- _Task statement_
Reproduce every line of the listing below word for word, changing nothing.

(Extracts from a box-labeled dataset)
※

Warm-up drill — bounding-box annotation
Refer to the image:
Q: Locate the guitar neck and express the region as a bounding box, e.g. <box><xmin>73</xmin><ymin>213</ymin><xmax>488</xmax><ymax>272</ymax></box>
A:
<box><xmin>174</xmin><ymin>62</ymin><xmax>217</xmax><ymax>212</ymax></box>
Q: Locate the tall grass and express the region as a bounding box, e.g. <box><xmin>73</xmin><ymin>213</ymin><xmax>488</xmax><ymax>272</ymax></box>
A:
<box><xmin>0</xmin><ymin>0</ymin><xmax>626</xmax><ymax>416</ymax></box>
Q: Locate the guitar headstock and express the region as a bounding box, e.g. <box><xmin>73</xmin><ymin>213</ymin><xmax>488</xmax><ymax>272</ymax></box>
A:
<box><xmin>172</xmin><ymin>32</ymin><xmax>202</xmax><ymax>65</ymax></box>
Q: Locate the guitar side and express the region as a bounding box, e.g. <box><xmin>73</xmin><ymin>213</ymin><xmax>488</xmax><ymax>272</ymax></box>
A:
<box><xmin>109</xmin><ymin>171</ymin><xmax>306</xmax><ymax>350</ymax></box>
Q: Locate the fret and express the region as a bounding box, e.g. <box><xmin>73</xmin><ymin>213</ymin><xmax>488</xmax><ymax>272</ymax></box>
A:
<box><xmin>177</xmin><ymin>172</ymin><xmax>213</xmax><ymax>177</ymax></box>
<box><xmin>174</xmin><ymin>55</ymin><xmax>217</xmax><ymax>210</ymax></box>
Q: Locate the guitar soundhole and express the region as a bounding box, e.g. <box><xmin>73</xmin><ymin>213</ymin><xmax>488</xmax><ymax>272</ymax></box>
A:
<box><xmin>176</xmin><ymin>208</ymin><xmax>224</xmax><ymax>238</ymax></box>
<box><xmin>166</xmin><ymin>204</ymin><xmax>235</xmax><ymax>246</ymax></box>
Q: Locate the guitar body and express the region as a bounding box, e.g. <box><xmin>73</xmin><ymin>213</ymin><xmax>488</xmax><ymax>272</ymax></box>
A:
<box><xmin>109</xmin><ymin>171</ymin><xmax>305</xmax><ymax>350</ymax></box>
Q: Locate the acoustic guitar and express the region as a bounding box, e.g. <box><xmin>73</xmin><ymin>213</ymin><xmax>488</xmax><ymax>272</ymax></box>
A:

※

- _Response to this task_
Warm-up drill — bounding-box annotation
Refer to the image:
Q: Locate the guitar neck and express the region as a bounding box, e.g. <box><xmin>73</xmin><ymin>213</ymin><xmax>488</xmax><ymax>272</ymax></box>
A:
<box><xmin>174</xmin><ymin>62</ymin><xmax>217</xmax><ymax>212</ymax></box>
Q: Locate the tall grass and express the region as a bounding box, e.g. <box><xmin>73</xmin><ymin>213</ymin><xmax>488</xmax><ymax>272</ymax></box>
A:
<box><xmin>0</xmin><ymin>0</ymin><xmax>626</xmax><ymax>416</ymax></box>
Q: Locate the guitar headstock and express the region as a bounding box, e.g. <box><xmin>73</xmin><ymin>213</ymin><xmax>488</xmax><ymax>272</ymax></box>
A:
<box><xmin>172</xmin><ymin>32</ymin><xmax>202</xmax><ymax>65</ymax></box>
Q: Locate the guitar side and express the region as a bounding box, e.g. <box><xmin>73</xmin><ymin>213</ymin><xmax>488</xmax><ymax>272</ymax></box>
A:
<box><xmin>109</xmin><ymin>171</ymin><xmax>306</xmax><ymax>350</ymax></box>
Q: Locate the fret and express the region as a bounding box, e.g. <box><xmin>73</xmin><ymin>213</ymin><xmax>488</xmax><ymax>272</ymax></box>
A:
<box><xmin>177</xmin><ymin>172</ymin><xmax>213</xmax><ymax>177</ymax></box>
<box><xmin>174</xmin><ymin>55</ymin><xmax>217</xmax><ymax>210</ymax></box>
Q: Locate the guitar soundhole and express the region as a bounding box, e.g. <box><xmin>73</xmin><ymin>213</ymin><xmax>488</xmax><ymax>272</ymax></box>
A:
<box><xmin>176</xmin><ymin>208</ymin><xmax>224</xmax><ymax>238</ymax></box>
<box><xmin>166</xmin><ymin>204</ymin><xmax>235</xmax><ymax>246</ymax></box>
Q: Locate the guitar body and express the region as a bounding box, e.g. <box><xmin>73</xmin><ymin>213</ymin><xmax>488</xmax><ymax>272</ymax></box>
A:
<box><xmin>109</xmin><ymin>171</ymin><xmax>305</xmax><ymax>350</ymax></box>
Q: Locate the acoustic guitar and express the region as a bounding box, e.g. <box><xmin>73</xmin><ymin>213</ymin><xmax>488</xmax><ymax>272</ymax></box>
A:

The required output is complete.